=== EXCERPTED RECORDS ===

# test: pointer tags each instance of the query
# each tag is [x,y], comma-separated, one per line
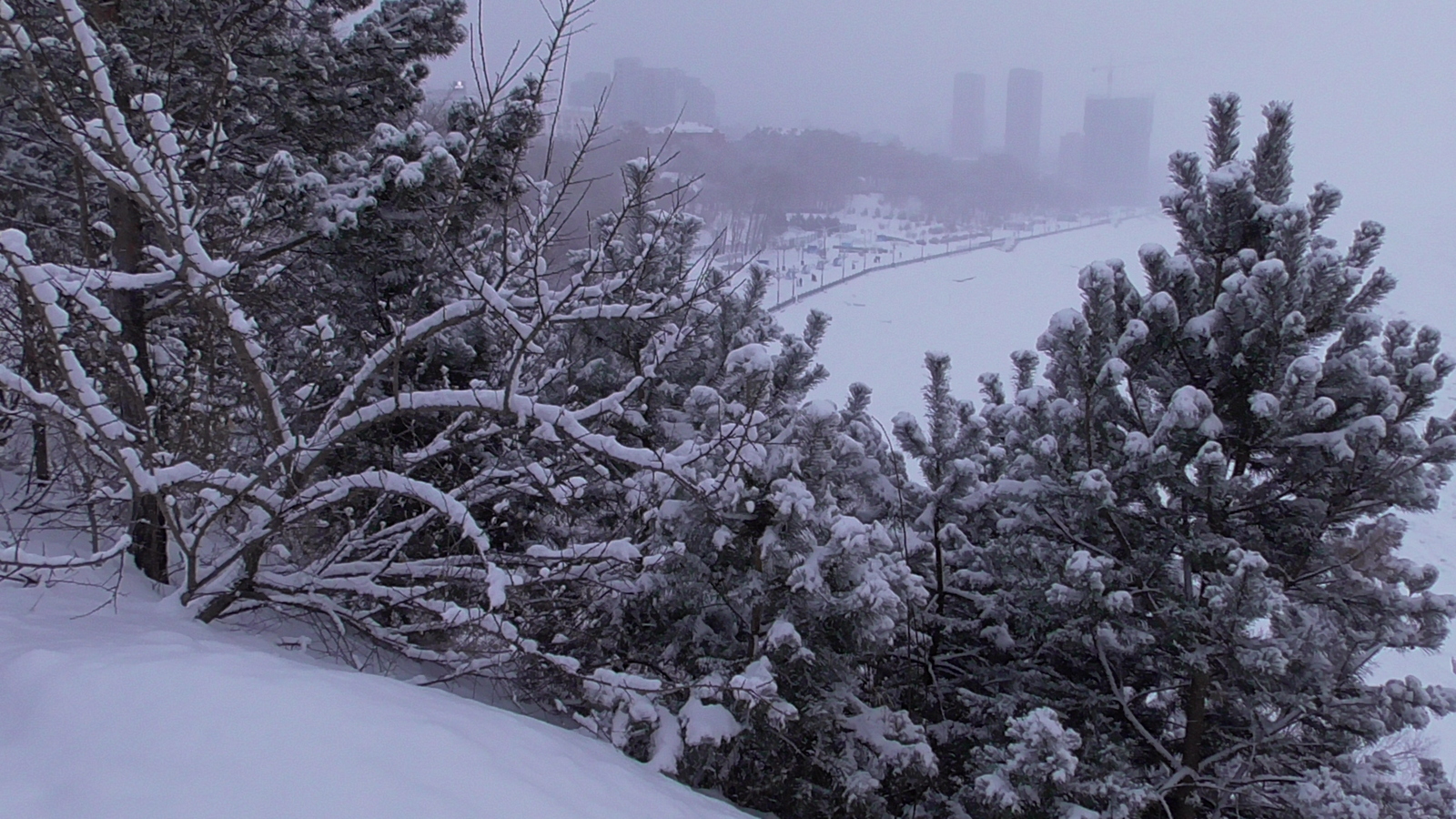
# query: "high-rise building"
[968,116]
[1069,159]
[587,91]
[1024,116]
[659,96]
[1118,135]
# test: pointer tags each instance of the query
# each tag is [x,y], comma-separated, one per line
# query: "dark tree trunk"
[1184,799]
[149,531]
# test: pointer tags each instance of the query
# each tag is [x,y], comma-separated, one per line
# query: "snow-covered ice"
[982,307]
[137,712]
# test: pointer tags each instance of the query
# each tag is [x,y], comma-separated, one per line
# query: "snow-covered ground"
[982,307]
[136,712]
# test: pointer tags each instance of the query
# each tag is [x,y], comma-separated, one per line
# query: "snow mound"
[138,713]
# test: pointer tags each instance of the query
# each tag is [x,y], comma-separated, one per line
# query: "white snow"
[137,712]
[980,307]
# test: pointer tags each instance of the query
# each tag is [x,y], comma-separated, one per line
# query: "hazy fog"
[1372,82]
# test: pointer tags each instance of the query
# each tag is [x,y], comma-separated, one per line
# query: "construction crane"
[1111,67]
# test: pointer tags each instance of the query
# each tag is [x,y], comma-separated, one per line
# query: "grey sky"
[1372,84]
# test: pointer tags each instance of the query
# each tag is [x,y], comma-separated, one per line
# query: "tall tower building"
[968,116]
[1024,116]
[1118,135]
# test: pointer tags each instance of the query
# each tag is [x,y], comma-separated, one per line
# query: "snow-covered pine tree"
[502,464]
[249,89]
[1181,551]
[739,614]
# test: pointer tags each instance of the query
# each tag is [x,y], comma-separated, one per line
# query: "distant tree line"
[310,360]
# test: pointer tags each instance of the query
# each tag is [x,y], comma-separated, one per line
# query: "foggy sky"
[1372,84]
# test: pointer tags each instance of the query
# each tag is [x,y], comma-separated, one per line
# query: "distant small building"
[657,96]
[968,116]
[1117,147]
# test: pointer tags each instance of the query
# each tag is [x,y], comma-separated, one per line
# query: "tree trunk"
[1184,799]
[149,531]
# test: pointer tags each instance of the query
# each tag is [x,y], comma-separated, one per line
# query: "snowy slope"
[140,713]
[982,307]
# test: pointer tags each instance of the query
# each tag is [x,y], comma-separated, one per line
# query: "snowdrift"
[136,712]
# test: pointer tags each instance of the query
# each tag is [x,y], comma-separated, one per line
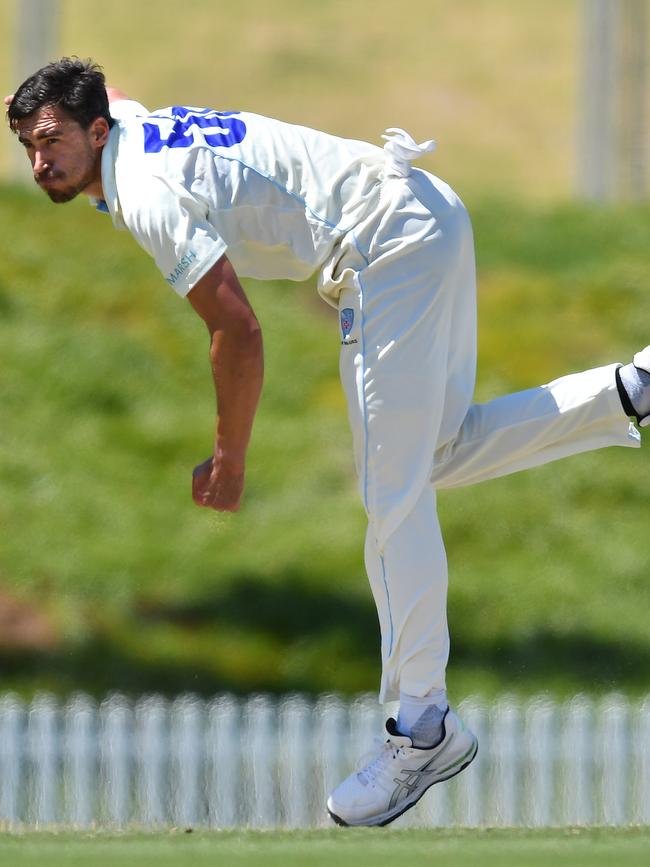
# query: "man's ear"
[99,130]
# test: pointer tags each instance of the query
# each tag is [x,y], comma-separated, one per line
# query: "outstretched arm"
[236,358]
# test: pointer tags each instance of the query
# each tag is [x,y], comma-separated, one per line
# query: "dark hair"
[77,86]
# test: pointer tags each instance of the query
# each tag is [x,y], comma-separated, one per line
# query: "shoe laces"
[373,763]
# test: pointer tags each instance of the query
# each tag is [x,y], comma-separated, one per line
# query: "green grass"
[107,405]
[495,83]
[365,848]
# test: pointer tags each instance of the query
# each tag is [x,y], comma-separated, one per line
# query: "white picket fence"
[266,763]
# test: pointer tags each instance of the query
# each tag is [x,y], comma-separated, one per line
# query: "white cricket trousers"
[407,364]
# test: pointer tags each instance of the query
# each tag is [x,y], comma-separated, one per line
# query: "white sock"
[420,718]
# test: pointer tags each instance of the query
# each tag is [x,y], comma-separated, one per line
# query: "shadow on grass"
[328,631]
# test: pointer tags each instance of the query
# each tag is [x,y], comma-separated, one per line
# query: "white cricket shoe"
[400,774]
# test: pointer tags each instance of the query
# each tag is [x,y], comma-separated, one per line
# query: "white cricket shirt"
[191,184]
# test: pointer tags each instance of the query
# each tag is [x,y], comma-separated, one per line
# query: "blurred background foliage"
[110,577]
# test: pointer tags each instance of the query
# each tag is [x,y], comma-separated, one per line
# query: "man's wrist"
[232,460]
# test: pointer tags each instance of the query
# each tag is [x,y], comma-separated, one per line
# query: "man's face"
[65,158]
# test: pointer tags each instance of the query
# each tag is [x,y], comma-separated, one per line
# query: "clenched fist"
[217,485]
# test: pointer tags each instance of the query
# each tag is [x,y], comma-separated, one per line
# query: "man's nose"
[40,163]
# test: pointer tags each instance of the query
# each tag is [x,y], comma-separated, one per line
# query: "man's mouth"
[48,180]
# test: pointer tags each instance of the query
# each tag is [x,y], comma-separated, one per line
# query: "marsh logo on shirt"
[181,267]
[347,321]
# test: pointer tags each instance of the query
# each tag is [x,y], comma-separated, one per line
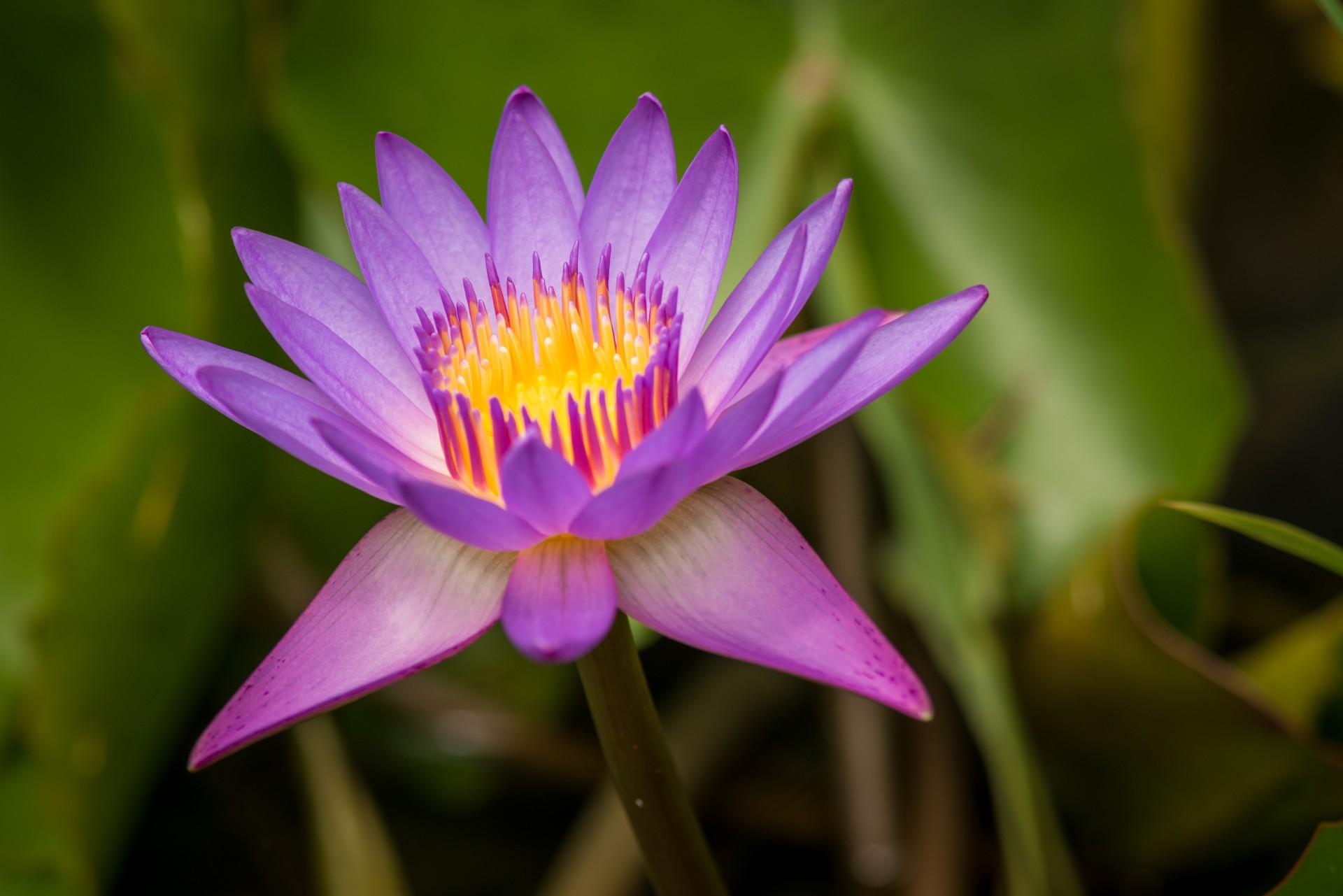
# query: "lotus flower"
[559,450]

===

* **WORK REQUIRED**
Count the lines in the listing above that contain the string "white", treating uppercase and lowercase as different. Reply with the number only.

* **OUTPUT OF THE EXERCISE**
6